TASK STATEMENT: Each entry below is to be extracted exactly.
[START OF RECORDS FOR THIS EXERCISE]
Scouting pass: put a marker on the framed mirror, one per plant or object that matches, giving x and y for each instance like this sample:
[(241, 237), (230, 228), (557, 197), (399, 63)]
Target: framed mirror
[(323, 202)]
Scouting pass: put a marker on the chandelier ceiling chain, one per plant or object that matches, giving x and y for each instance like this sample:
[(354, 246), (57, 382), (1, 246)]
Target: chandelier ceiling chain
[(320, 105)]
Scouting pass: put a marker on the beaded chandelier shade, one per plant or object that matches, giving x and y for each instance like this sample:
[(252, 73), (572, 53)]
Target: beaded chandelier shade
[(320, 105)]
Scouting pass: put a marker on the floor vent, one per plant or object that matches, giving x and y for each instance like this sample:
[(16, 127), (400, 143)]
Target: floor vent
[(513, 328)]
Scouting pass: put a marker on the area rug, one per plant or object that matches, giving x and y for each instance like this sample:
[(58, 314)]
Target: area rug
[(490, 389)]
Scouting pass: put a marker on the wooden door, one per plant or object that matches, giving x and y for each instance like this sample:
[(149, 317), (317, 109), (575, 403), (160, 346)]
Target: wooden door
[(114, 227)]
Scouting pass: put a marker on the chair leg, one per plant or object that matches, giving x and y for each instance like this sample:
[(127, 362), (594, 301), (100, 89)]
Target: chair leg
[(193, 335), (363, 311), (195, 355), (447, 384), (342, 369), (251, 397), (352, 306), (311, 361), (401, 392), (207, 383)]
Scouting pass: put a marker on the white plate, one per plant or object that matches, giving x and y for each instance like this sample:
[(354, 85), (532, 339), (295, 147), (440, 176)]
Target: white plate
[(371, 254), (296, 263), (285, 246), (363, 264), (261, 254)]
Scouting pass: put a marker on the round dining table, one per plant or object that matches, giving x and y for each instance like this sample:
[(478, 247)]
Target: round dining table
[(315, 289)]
[END OF RECORDS FOR THIS EXERCISE]
EXERCISE OUTPUT:
Scouting pass: put a marker on the framed mirror, one per plant or object that matches, giving x and y for each instance like this sample:
[(241, 237), (230, 228), (557, 197), (399, 63)]
Target: framed mirror
[(323, 202)]
Scouting pass: put a marker on the chandelier ceiling chain, one per plant or object that matches, giving x and y for each instance like this sample:
[(354, 246), (57, 382), (1, 246)]
Target: chandelier ceiling chain
[(320, 105)]
Scouting pass: put a marker on the beaded chandelier shade, one per plant or object that matches, giving x and y for each instance like this sample:
[(252, 73), (572, 53)]
Target: beaded chandelier shade
[(320, 105)]
Scouting pass: put a marker on the floor vent, one per plant or object that matches, giving x and y for each instance like this sample:
[(16, 127), (400, 143)]
Target: floor vent
[(513, 328)]
Scouting pass: put a marker on the area rug, one per plant or object that matches, giving x and y for each instance like this sample:
[(58, 314)]
Target: area rug
[(490, 389)]
Scouting pass: put a marker on the wooden door, one per plant or object that matches, giving x and y for each instance like this sample:
[(149, 317), (317, 109), (575, 403), (160, 346)]
Target: wooden door
[(114, 227)]
Scouting pass: put a marker on the chair leg, one per plant or object that matches, giving x and y for each instance like this sample:
[(127, 362), (594, 301), (100, 89)]
Target: chair leg
[(193, 335), (363, 311), (195, 355), (447, 384), (342, 369), (251, 397), (352, 306), (311, 361), (401, 392), (207, 383)]
Scouting pass: put a marker on the white plate, one per plant or object that matches, giving x and y for each instance like this sample:
[(354, 85), (532, 339), (295, 147), (440, 176)]
Target: white plate
[(371, 254), (296, 263), (285, 246), (363, 264), (261, 254)]
Scouting pass: put a marker on the round dining table, one per plant or object that matches, giving x and y for each instance like this sample:
[(478, 247)]
Target: round dining table
[(315, 289)]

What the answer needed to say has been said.